• What you need to do:
**1)** In the mailing-list reply about Unicode normalization, why does Richard Wordingham say the stability of Unicode normalisation is guaranteed?
**2)** In the mailing-list reply about Unicode normalization, replace "backing store" with "storage" and write out everything from "I've not spoken" down to "or something else)".
**3)** Pick up the mailing-list reply on Unicode normalization after its last words and keep writing it.

======== Quoted text ========

Re: Text in composed normalized form is king, right? Does anyone generate text in decomposed normalized form?

From: Philippe Verdy <>
Date: Tue, 5 Feb 2013 12:16:47 +0100

2013/2/5 Richard Wordingham <>:
> Philippe Verdy <> wrote:
>> But if the W3C needs to update
>> something, it's to say that ALL forms that are canonically equivalent
>> should be treated equally. This means that it is to the recipient of
>> encoded documents to perform their own normalization.
> The problem comes with applications that ignore canonical
> normalisation. The stability of Unicode normalisation is guaranteed so
> that application can ignore the normalisation process!

I've not spoken here about ay recommanded normalization, but ONLY
about canonical equivalence which should be preserved by conforming

A process can be FULLY conforming by preserving the canonical
equivalence and treating ALL strings that are canonically equivalent,
without having to normalize them in any recommanded form, or
performing any reordering in its backing store, or it can choose to
normalize to any other form that is convenient for that process (so it
could be NFC or NFD, or something else)

======== Raw records ========

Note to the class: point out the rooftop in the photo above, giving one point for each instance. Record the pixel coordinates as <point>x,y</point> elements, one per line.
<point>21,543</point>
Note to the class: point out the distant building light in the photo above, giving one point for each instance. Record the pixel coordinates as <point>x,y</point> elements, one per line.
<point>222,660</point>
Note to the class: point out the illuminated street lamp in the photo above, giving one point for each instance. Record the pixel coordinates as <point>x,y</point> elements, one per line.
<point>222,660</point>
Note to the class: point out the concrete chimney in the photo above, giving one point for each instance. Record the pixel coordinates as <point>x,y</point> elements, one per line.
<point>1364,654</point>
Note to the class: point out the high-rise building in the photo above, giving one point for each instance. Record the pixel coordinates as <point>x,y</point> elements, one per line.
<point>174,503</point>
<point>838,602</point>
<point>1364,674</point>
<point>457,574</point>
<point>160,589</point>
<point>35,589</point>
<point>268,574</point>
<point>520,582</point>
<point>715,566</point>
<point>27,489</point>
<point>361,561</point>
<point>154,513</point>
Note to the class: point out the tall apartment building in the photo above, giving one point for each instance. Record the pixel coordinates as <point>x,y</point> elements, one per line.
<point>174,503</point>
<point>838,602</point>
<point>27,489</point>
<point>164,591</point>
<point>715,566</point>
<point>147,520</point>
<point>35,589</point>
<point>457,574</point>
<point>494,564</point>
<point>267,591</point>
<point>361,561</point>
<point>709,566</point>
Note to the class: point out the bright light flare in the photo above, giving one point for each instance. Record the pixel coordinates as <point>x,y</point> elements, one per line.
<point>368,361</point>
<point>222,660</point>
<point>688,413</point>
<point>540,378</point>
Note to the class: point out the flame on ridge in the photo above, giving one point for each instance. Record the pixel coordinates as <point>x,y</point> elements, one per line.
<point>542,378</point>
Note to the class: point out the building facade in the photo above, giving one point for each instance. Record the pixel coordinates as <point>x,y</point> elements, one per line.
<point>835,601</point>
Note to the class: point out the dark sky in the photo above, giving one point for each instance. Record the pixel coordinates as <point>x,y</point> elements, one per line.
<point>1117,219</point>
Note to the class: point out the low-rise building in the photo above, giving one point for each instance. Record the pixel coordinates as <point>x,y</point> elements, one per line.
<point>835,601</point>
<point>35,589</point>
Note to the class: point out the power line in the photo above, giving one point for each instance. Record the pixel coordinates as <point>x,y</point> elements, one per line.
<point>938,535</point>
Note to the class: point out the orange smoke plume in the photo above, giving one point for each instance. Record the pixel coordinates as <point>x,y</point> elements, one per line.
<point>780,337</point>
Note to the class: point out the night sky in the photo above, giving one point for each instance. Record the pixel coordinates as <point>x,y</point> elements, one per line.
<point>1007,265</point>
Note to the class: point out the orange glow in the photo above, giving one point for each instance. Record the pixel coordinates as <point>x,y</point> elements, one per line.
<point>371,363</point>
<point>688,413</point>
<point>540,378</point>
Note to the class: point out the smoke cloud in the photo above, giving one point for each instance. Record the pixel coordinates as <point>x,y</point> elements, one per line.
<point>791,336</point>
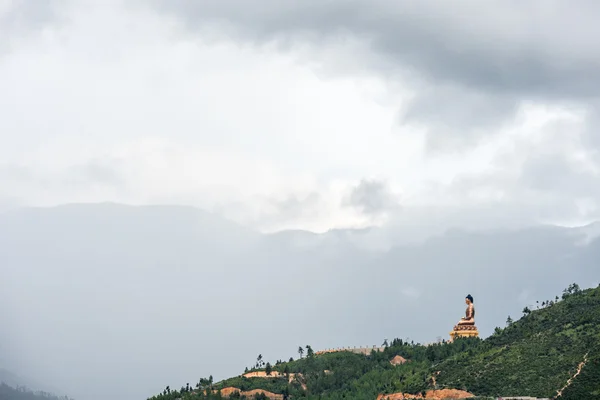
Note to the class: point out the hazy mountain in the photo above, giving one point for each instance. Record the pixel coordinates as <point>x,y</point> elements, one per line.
<point>116,301</point>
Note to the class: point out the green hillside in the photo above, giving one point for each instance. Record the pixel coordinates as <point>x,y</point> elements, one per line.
<point>10,393</point>
<point>533,356</point>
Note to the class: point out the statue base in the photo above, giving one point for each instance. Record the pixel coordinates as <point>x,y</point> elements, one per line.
<point>464,331</point>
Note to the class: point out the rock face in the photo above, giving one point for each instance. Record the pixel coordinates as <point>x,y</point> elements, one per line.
<point>398,360</point>
<point>443,394</point>
<point>228,391</point>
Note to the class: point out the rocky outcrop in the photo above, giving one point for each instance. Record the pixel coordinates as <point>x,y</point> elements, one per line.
<point>228,391</point>
<point>579,368</point>
<point>443,394</point>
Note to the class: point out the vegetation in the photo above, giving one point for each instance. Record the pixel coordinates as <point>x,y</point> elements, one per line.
<point>21,393</point>
<point>534,356</point>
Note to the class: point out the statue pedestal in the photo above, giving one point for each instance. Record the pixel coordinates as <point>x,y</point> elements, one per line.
<point>464,331</point>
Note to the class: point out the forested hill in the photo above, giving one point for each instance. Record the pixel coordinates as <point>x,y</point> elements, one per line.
<point>551,350</point>
<point>9,393</point>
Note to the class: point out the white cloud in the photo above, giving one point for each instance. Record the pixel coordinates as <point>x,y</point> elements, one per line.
<point>140,110</point>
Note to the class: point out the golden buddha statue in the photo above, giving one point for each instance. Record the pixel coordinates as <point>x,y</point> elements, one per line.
<point>466,326</point>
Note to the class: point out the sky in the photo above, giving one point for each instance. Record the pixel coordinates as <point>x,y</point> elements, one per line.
<point>414,117</point>
<point>305,114</point>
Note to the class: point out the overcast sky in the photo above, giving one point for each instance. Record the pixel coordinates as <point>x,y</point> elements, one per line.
<point>303,114</point>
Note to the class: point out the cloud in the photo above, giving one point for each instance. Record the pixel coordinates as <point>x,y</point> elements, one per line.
<point>467,65</point>
<point>372,197</point>
<point>270,114</point>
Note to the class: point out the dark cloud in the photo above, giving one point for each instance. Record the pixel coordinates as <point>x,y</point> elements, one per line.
<point>503,46</point>
<point>372,197</point>
<point>470,63</point>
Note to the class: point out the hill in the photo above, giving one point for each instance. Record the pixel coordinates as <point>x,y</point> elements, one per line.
<point>88,284</point>
<point>19,393</point>
<point>550,350</point>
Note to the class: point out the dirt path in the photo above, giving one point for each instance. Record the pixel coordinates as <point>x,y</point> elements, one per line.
<point>579,368</point>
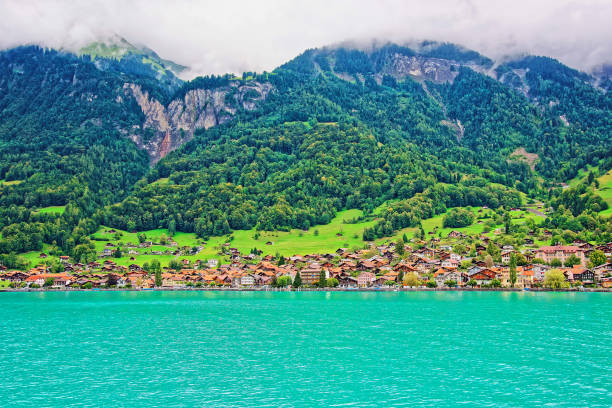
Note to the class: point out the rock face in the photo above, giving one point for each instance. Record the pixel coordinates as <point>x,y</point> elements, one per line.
<point>166,128</point>
<point>422,68</point>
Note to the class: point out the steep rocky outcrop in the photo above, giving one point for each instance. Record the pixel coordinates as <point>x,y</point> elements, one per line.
<point>426,68</point>
<point>165,128</point>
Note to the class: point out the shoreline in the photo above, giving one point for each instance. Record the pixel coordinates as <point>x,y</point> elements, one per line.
<point>271,290</point>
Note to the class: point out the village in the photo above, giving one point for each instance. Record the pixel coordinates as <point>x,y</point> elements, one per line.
<point>390,266</point>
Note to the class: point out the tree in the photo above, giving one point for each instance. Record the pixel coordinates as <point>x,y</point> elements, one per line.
<point>458,217</point>
<point>322,279</point>
<point>283,281</point>
<point>555,263</point>
<point>399,247</point>
<point>555,279</point>
<point>493,249</point>
<point>597,257</point>
<point>297,281</point>
<point>572,260</point>
<point>508,222</point>
<point>411,280</point>
<point>512,270</point>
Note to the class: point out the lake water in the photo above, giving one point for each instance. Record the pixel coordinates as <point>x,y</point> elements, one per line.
<point>247,349</point>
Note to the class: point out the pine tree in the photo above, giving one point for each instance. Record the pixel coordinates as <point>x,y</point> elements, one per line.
<point>158,279</point>
<point>399,247</point>
<point>297,281</point>
<point>322,279</point>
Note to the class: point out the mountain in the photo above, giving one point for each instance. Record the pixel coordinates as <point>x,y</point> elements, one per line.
<point>118,55</point>
<point>115,136</point>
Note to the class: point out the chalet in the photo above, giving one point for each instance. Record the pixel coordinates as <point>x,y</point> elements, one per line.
<point>603,271</point>
<point>585,276</point>
<point>14,276</point>
<point>247,280</point>
<point>506,255</point>
<point>442,275</point>
<point>347,281</point>
<point>560,252</point>
<point>379,281</point>
<point>450,263</point>
<point>365,279</point>
<point>482,276</point>
<point>311,273</point>
<point>341,251</point>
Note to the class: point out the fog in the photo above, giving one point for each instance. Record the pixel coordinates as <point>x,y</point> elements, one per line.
<point>219,36</point>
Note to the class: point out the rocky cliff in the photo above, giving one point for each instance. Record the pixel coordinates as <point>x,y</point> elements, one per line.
<point>166,128</point>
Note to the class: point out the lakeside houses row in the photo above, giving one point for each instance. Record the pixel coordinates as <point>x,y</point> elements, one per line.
<point>349,269</point>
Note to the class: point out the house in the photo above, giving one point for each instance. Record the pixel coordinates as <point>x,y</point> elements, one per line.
<point>539,271</point>
<point>603,271</point>
<point>560,252</point>
<point>443,275</point>
<point>506,255</point>
<point>483,276</point>
<point>311,273</point>
<point>578,273</point>
<point>365,279</point>
<point>449,263</point>
<point>247,280</point>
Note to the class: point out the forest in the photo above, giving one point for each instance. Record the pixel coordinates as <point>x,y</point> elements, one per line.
<point>319,144</point>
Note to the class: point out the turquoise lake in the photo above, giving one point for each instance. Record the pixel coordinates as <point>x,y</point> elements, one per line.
<point>309,349</point>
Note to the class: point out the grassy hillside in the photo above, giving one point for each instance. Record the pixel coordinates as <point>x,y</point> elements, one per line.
<point>321,239</point>
<point>605,191</point>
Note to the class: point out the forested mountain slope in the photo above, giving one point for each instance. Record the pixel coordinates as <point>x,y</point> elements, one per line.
<point>422,128</point>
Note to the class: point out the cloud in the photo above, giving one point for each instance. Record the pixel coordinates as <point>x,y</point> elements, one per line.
<point>222,36</point>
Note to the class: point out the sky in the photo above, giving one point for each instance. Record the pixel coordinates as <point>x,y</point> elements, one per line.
<point>215,37</point>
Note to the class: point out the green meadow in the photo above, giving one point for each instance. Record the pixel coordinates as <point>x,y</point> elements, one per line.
<point>339,233</point>
<point>56,209</point>
<point>605,191</point>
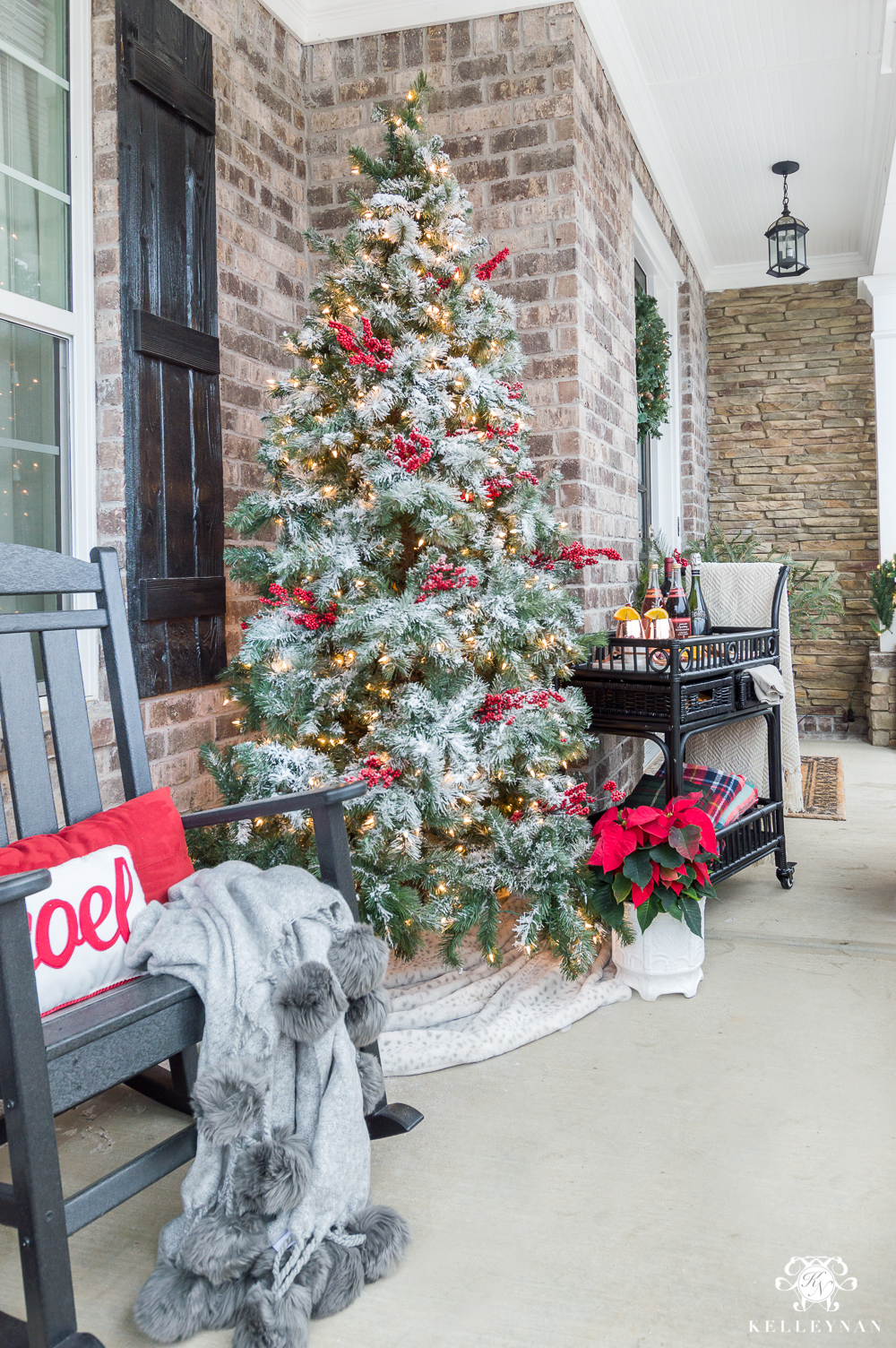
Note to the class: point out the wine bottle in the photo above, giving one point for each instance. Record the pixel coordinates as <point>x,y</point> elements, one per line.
<point>652,598</point>
<point>676,607</point>
<point>701,625</point>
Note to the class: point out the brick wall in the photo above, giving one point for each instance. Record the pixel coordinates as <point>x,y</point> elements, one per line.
<point>542,147</point>
<point>262,277</point>
<point>791,404</point>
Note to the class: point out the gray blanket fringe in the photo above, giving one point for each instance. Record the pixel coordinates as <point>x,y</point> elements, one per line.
<point>277,1223</point>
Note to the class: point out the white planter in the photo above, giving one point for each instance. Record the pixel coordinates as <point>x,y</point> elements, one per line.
<point>668,957</point>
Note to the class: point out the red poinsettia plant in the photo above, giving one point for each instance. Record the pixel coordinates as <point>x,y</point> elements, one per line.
<point>654,859</point>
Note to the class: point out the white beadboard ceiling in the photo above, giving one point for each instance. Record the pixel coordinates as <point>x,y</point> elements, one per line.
<point>716,91</point>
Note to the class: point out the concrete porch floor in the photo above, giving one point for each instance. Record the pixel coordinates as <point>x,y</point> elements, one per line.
<point>651,1171</point>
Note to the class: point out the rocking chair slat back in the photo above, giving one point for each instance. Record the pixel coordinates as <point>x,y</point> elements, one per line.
<point>23,738</point>
<point>31,570</point>
<point>75,765</point>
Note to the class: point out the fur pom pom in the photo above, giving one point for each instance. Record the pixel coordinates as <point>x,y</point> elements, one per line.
<point>344,1283</point>
<point>228,1099</point>
<point>366,1016</point>
<point>272,1176</point>
<point>315,1273</point>
<point>269,1321</point>
<point>372,1083</point>
<point>388,1236</point>
<point>221,1247</point>
<point>307,1002</point>
<point>358,959</point>
<point>174,1304</point>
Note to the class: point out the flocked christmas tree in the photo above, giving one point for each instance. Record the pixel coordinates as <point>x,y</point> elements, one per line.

========

• Exercise results:
**1)** So that applications can ignore the normalisation process.

**2)**
I've not spoken here about ay recommanded normalization, but ONLY
about canonical equivalence which should be preserved by conforming

A process can be FULLY conforming by preserving the canonical
equivalence and treating ALL strings that are canonically equivalent,
without having to normalize them in any recommanded form, or
performing any reordering in its storage, or it can choose to
normalize to any other form that is convenient for that process (so it
could be NFC or NFD, or something else)

**3)**
For example, typically when a web browser has a plain-text search tool
to look for some text present in the displayed page, it just needs to
perform collation with a level 1 strengh. Collation at level 1 does
not require ANY normalization, and can be performed by a simple 1-to-1
mapping, where canonically decomposable characters are mapped to a
single simpler form and a simple 1-to-1 case folding, and where all
combinjing diacritics are then filtered out as ignorable (if this is
the rule for level 1 collation in the searched language). Such process
will be FULLY conformant and will not depend on ANY normalization form
being used on the input web page. In addition it is easy to implement,
and very efficient (the simple 1-to-1 mapping table needed for such
strengh 1 collation is very small, you could do that with an binary
search or with a small hash table with very few collisions, or even no
collisions at all dependng on the hash function used).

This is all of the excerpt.